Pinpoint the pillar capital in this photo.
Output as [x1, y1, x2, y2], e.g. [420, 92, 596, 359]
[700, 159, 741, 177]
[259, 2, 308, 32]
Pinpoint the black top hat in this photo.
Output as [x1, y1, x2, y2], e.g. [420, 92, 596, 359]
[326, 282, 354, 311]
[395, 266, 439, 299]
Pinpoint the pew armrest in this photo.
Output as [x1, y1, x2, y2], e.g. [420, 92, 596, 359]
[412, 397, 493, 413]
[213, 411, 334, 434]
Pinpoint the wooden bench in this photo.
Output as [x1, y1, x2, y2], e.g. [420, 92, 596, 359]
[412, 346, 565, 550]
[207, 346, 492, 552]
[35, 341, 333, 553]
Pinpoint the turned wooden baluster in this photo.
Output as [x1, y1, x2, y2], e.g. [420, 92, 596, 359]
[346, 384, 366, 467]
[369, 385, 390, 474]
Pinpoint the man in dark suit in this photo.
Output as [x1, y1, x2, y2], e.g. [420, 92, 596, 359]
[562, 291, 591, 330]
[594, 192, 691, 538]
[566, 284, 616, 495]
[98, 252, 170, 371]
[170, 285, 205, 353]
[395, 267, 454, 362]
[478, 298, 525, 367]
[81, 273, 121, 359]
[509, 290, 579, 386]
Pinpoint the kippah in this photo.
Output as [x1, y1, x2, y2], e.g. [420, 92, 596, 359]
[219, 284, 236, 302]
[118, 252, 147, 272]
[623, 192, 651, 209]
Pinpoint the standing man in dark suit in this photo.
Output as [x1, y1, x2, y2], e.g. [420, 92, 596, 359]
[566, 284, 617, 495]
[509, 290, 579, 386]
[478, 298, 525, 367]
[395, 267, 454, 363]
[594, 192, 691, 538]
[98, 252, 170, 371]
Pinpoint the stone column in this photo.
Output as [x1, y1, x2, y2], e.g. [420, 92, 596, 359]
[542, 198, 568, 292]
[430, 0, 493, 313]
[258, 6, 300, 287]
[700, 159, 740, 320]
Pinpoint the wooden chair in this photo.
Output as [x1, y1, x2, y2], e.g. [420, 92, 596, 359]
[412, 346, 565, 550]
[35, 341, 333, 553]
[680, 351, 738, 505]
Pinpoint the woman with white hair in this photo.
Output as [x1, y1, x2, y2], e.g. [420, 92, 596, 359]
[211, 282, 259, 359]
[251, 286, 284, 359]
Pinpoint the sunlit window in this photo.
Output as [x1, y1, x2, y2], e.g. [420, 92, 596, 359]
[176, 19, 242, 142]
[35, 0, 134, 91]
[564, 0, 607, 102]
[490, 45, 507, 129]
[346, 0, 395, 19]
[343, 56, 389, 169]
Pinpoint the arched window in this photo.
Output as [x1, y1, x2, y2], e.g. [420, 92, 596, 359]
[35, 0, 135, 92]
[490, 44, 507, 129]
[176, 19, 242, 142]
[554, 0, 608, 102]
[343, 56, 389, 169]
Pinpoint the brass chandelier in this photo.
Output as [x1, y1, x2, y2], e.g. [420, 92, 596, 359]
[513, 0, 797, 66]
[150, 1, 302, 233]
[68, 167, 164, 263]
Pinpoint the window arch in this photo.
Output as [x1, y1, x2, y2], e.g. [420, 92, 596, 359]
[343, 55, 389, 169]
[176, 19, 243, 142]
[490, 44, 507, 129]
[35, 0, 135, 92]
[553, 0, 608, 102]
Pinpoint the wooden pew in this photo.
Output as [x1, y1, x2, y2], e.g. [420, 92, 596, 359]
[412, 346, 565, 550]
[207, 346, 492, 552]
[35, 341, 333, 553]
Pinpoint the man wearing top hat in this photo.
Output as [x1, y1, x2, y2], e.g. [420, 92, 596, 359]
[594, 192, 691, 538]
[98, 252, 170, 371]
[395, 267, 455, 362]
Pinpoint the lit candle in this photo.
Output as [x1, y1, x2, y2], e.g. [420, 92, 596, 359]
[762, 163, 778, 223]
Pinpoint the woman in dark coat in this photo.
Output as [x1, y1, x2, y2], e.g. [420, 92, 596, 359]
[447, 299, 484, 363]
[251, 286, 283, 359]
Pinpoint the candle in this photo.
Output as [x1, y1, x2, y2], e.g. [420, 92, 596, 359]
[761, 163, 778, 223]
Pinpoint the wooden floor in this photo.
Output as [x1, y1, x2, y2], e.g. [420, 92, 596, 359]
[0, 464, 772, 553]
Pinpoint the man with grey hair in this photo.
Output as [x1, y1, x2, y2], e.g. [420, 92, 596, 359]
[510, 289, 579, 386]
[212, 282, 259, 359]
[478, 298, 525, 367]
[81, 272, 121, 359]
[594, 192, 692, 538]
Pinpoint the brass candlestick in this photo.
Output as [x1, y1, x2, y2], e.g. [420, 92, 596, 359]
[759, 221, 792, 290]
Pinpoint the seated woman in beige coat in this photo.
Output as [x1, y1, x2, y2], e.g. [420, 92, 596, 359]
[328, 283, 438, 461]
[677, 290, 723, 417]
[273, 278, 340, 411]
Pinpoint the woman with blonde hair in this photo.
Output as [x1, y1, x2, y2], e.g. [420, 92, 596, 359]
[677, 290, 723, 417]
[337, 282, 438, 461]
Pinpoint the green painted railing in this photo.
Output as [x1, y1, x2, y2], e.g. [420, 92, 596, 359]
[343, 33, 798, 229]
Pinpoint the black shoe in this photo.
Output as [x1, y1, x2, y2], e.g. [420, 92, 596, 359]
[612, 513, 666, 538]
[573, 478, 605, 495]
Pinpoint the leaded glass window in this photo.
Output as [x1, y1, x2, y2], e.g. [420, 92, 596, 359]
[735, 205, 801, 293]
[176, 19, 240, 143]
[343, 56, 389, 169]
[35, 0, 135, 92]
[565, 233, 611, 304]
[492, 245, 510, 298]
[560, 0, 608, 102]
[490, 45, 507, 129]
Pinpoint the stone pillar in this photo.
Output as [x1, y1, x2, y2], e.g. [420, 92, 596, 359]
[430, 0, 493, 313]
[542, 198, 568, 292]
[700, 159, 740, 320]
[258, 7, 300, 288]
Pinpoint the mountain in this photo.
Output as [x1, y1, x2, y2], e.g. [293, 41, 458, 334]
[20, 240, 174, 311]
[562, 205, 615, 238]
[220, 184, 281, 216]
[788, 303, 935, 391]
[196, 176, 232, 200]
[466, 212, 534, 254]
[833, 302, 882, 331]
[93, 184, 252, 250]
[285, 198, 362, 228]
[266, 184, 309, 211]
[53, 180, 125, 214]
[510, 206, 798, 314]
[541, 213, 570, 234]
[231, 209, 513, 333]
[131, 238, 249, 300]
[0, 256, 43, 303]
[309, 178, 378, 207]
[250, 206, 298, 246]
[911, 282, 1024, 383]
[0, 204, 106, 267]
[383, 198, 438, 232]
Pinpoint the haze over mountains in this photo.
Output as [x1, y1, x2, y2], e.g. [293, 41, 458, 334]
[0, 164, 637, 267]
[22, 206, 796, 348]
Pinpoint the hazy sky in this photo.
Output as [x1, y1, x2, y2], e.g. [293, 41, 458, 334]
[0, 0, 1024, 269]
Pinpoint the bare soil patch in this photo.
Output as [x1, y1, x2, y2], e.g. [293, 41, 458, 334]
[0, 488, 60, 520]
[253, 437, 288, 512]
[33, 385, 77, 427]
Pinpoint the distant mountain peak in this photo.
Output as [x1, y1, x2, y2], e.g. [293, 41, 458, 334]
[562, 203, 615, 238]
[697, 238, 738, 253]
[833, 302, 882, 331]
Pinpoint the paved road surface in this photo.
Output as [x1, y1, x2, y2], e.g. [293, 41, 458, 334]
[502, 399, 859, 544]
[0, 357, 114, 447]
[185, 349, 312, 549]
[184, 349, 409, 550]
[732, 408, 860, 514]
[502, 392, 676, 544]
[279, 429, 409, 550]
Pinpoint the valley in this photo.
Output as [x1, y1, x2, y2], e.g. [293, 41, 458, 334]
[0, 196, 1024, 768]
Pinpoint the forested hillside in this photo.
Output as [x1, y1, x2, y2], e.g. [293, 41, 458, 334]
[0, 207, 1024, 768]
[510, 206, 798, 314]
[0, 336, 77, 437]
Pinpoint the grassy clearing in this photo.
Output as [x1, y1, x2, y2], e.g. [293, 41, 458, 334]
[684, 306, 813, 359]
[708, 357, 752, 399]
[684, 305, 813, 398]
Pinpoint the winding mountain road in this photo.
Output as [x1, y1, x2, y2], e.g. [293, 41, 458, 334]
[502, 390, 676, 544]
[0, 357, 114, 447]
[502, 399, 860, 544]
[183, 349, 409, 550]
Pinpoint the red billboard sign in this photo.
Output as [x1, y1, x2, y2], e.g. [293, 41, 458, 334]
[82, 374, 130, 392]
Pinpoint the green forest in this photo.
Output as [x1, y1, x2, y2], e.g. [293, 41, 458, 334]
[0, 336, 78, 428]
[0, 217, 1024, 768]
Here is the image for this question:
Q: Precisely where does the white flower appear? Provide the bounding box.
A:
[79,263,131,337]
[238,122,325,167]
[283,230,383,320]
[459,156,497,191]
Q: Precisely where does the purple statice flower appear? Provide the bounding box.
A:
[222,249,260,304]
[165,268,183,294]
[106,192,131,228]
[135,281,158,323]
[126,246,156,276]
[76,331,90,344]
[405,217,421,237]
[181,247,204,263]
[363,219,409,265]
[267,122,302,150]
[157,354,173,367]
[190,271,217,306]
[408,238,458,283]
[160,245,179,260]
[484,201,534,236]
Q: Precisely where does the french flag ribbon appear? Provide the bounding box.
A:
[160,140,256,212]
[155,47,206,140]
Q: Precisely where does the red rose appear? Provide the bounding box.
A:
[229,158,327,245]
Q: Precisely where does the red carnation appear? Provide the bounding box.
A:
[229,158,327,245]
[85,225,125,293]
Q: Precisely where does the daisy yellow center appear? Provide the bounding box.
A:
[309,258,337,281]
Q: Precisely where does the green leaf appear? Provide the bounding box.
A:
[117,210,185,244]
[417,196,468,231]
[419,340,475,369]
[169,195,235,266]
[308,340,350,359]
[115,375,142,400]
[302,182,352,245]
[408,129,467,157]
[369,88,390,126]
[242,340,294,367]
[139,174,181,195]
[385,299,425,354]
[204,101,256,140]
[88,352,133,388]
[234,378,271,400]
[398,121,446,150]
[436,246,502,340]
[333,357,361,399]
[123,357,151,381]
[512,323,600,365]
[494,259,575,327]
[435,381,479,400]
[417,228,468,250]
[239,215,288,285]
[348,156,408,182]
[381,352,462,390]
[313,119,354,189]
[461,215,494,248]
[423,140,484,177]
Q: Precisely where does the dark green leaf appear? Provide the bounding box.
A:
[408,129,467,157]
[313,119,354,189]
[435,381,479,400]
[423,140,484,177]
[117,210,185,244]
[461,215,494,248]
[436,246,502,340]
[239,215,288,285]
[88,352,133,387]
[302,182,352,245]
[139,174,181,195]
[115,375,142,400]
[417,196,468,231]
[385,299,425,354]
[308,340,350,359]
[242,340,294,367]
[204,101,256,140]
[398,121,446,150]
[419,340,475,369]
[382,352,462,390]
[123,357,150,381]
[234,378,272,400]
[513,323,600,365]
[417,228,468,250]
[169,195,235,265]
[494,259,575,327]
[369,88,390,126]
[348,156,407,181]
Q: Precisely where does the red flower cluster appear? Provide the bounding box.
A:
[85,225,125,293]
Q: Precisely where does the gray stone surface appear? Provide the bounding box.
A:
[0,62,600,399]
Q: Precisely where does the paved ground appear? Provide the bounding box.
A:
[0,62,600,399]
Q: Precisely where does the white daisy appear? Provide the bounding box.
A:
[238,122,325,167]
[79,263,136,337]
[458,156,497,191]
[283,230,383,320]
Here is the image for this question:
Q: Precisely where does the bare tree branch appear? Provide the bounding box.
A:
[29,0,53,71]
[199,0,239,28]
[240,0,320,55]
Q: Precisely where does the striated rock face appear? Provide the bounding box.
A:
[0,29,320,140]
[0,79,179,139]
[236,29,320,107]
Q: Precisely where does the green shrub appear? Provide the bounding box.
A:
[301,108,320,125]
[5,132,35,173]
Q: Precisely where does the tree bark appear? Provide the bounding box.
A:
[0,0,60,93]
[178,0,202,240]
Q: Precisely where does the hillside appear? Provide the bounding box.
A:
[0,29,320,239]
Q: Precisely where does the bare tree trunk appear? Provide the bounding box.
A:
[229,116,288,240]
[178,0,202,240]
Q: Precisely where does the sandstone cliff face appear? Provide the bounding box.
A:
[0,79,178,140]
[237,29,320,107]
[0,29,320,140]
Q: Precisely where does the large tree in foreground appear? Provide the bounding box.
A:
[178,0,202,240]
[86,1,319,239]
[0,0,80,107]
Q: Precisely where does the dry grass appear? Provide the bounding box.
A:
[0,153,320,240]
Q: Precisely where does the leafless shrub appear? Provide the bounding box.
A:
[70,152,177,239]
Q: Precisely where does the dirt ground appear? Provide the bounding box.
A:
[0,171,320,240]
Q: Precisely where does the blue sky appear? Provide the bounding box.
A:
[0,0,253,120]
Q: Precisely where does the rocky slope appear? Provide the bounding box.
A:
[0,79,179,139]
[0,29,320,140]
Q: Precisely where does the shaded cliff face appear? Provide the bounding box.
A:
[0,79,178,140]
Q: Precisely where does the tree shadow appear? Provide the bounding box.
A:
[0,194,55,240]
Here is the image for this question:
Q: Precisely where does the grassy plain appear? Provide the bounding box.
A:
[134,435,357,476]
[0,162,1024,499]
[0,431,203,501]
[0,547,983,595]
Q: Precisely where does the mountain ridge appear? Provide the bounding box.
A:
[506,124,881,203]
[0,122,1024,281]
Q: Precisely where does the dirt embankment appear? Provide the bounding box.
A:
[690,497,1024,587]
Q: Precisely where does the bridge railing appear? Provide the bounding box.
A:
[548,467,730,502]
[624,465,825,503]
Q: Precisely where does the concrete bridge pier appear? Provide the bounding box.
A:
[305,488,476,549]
= = =
The problem -> The lines to reproduce run from the line containing "Q: Precisely where does the green shrub" to the end of the listing; write them out exactly and add nothing.

Written solution ->
Q: Precisely where does the green shrub appear? Provide the bounding box.
A:
[301,108,320,125]
[5,132,35,173]
Q: Precisely where does the tree bark appear? Provide the bounding box.
A:
[0,0,60,93]
[178,0,202,240]
Q: Precisely where does the hillside appear? Provide the bounding box.
A:
[0,29,320,239]
Q: Precisely where does the bare tree trunk appear? Provide the bounding box.
A:
[229,116,288,240]
[178,0,202,240]
Q: Precisely where does the sandstone cliff face appear? Provide the bounding box.
A:
[0,79,178,140]
[237,29,320,107]
[0,29,320,140]
Q: Precisely where does the large tree in foreground appear? Provide the bounding box.
A:
[178,0,202,240]
[86,1,319,239]
[0,0,80,107]
Q: Precisely where does the dry grass appear? Provide the bounding box.
A:
[0,153,320,240]
Q: Precisely where does the leafless shrub appear? Provide the bounding box.
A:
[70,152,177,239]
Q: Precisely where does the dirt ground appear? Provide the bounding box.
A:
[0,171,320,240]
Q: Precisely where does the blue sky appear? Provide the bounding box.
A:
[0,0,253,120]
Q: Precisely where does the rocky slope appear? Provide the bounding box.
A:
[0,79,179,139]
[0,29,320,140]
Q: Precisely where does the shaded cliff face appear? Provide the bounding box.
A:
[0,79,178,140]
Q: Precisely where does the tree shadow appear? Provide the bounding box.
A:
[0,194,55,240]
Here is the image for this question:
Q: Precisely where does the grassy plain appear? Provide the bounding box.
A:
[134,435,357,476]
[0,162,1024,499]
[0,431,203,501]
[0,547,983,595]
Q: Precisely where does the mountain ridge appear? Provide the bounding box.
A:
[506,124,881,203]
[0,122,1024,281]
Q: Precisely where does the dirt embankment appear? Provide the bounding box.
A:
[690,497,1024,587]
Q: Precisely where does the bridge railing appear? Provide the bounding box.
A:
[548,467,730,502]
[624,465,825,503]
Q: Precisely where does the concrete bridge pier appear? Provide the bounding box.
A:
[305,488,476,549]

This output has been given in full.